» **PROMPT**: Repeat the lines from the one containing "of the green" through the one containing "593], [762, 632]]]", inclusive, with every "green stem" replaced by "plant stem" and nothing else changed.

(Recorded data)
[start]

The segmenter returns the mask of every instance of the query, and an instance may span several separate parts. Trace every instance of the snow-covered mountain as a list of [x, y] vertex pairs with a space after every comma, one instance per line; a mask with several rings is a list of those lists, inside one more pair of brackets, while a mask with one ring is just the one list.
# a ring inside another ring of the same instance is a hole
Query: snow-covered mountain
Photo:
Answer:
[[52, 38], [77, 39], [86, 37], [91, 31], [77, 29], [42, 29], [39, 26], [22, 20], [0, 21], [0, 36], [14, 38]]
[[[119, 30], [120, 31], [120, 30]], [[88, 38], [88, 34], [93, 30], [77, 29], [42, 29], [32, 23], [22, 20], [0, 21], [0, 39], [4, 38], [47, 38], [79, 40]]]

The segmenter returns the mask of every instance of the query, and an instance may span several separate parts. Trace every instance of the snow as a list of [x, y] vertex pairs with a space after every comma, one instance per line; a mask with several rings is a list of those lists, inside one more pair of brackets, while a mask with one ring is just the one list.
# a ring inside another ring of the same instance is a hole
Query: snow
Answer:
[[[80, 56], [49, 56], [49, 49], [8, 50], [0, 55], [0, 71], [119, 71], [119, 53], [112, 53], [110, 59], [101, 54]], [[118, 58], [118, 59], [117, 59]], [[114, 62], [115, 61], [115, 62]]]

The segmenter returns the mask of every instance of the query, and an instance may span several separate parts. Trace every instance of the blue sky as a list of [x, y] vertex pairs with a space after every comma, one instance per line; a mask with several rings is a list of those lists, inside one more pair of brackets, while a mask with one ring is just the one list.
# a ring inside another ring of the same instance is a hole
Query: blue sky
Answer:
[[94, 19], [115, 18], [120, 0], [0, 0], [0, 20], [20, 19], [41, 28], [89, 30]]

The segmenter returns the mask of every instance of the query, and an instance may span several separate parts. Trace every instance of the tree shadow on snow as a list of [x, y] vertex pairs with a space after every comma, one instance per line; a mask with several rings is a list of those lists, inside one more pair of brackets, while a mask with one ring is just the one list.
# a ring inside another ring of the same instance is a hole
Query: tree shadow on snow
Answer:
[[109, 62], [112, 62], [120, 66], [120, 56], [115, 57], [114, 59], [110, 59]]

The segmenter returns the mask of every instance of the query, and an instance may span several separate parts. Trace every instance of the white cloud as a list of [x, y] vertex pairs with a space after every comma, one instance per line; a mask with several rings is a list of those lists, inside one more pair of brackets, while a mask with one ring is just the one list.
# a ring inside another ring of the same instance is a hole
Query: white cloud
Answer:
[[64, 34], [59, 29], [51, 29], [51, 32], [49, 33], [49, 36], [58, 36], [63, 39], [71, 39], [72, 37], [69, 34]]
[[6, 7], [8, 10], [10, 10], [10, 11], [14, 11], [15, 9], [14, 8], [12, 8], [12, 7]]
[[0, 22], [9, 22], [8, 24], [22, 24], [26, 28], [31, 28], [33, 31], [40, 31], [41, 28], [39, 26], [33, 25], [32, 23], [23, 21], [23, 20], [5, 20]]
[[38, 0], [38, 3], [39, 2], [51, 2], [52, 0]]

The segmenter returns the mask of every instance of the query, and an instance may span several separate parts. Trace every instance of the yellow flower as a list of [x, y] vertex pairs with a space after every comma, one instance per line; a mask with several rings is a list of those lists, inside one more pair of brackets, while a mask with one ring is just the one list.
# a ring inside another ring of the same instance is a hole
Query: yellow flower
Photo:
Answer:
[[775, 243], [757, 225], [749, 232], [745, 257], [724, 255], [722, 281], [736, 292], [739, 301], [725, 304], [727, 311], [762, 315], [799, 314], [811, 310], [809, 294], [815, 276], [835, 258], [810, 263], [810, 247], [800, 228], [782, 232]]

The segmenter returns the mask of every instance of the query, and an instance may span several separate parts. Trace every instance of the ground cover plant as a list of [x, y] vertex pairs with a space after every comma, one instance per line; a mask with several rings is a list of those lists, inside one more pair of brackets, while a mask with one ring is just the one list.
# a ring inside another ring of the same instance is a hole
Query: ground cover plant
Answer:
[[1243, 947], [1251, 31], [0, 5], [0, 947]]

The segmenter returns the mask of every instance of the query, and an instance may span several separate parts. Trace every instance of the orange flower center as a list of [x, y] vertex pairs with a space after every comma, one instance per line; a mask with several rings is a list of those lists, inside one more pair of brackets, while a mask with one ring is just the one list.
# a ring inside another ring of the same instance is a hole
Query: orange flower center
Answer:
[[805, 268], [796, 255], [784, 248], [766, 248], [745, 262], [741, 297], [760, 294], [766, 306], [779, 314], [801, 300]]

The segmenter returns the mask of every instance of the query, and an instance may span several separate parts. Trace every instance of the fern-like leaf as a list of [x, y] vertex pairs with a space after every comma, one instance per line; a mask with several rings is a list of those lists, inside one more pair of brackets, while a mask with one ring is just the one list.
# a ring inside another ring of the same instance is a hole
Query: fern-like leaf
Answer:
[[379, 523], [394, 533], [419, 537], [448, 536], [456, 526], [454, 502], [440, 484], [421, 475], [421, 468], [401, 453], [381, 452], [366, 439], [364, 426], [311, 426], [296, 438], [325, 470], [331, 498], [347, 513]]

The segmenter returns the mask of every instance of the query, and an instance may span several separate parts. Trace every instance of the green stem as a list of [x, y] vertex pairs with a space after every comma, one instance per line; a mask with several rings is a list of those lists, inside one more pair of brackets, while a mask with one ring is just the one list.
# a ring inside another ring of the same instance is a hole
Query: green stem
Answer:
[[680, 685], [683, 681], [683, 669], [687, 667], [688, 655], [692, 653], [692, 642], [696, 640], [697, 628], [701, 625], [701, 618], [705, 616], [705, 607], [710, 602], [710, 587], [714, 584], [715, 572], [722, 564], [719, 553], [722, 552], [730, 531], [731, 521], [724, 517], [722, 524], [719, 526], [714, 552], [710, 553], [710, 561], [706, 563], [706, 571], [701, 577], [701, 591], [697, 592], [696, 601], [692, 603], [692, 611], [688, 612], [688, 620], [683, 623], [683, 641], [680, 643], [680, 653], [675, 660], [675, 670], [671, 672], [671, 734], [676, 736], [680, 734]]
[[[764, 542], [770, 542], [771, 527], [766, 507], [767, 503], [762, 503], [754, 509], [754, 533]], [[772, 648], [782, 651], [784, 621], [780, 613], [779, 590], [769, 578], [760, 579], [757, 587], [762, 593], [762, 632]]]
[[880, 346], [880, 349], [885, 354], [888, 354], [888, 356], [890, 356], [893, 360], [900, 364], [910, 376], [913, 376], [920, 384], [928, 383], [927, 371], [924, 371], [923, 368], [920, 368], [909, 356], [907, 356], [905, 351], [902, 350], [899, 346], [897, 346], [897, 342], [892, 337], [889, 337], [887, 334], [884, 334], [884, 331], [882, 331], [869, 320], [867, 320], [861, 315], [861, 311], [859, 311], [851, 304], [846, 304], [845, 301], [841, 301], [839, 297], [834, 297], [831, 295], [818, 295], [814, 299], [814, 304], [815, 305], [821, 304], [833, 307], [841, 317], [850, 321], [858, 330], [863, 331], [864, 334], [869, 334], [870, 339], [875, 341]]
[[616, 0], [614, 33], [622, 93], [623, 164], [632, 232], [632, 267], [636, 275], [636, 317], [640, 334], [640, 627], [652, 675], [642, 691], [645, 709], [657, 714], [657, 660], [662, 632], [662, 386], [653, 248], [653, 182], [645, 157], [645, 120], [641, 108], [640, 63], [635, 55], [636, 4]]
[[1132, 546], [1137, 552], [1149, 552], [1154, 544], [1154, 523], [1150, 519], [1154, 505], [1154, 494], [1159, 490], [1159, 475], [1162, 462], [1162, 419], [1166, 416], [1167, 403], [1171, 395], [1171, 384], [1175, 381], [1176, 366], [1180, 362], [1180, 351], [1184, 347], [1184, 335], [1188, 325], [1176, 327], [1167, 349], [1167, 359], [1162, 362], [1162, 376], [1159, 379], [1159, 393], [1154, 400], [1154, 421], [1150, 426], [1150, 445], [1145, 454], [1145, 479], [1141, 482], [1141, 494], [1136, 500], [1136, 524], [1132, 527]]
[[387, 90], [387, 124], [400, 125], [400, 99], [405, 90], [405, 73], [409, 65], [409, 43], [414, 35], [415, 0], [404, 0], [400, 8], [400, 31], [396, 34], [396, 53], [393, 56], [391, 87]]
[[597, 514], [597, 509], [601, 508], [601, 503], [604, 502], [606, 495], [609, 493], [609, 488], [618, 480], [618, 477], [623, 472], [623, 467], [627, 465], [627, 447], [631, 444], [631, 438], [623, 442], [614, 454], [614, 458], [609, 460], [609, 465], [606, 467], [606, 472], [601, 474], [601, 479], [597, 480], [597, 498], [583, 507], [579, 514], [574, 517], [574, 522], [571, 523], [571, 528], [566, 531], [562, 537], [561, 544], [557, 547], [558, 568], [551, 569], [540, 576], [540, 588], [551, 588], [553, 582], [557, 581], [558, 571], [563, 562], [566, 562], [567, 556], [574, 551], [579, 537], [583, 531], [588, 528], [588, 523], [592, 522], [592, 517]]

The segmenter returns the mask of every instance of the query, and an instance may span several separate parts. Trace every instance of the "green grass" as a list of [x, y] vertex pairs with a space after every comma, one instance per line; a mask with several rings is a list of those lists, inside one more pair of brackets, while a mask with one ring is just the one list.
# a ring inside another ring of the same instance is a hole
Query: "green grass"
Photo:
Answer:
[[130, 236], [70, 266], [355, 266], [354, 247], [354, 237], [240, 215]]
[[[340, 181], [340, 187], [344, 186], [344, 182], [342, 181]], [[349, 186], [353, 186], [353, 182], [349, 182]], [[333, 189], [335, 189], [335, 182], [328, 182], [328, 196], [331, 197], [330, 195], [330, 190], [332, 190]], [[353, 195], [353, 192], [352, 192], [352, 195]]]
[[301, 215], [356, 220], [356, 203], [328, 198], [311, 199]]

[end]

» **FINAL RESULT**:
The segmenter returns the mask of every instance of the query, and an instance may span several separate parts. Trace every instance of the plant stem as a list of [x, y] vertex pairs with a space after every comma, one instance per line; a mask with several rings is a list of those lists, inside one more pair of brackets, while a mask with one ring is just the one list.
# a ring inside another ring of the same instance is a hole
Query: plant stem
Answer:
[[680, 685], [683, 681], [683, 669], [687, 667], [688, 655], [692, 653], [692, 642], [696, 640], [697, 628], [701, 625], [701, 618], [705, 616], [705, 607], [710, 602], [710, 587], [714, 584], [715, 572], [722, 564], [719, 553], [722, 552], [730, 531], [731, 521], [724, 517], [722, 524], [719, 526], [714, 552], [710, 553], [710, 561], [706, 563], [706, 571], [701, 577], [701, 591], [697, 592], [696, 601], [692, 603], [692, 611], [688, 612], [688, 620], [683, 623], [683, 641], [680, 643], [680, 653], [675, 660], [675, 670], [671, 672], [671, 734], [676, 736], [680, 734]]
[[[764, 542], [770, 542], [771, 527], [766, 507], [767, 503], [762, 503], [754, 509], [754, 533]], [[772, 648], [782, 651], [784, 621], [780, 613], [779, 590], [769, 578], [760, 579], [757, 587], [762, 593], [762, 632]]]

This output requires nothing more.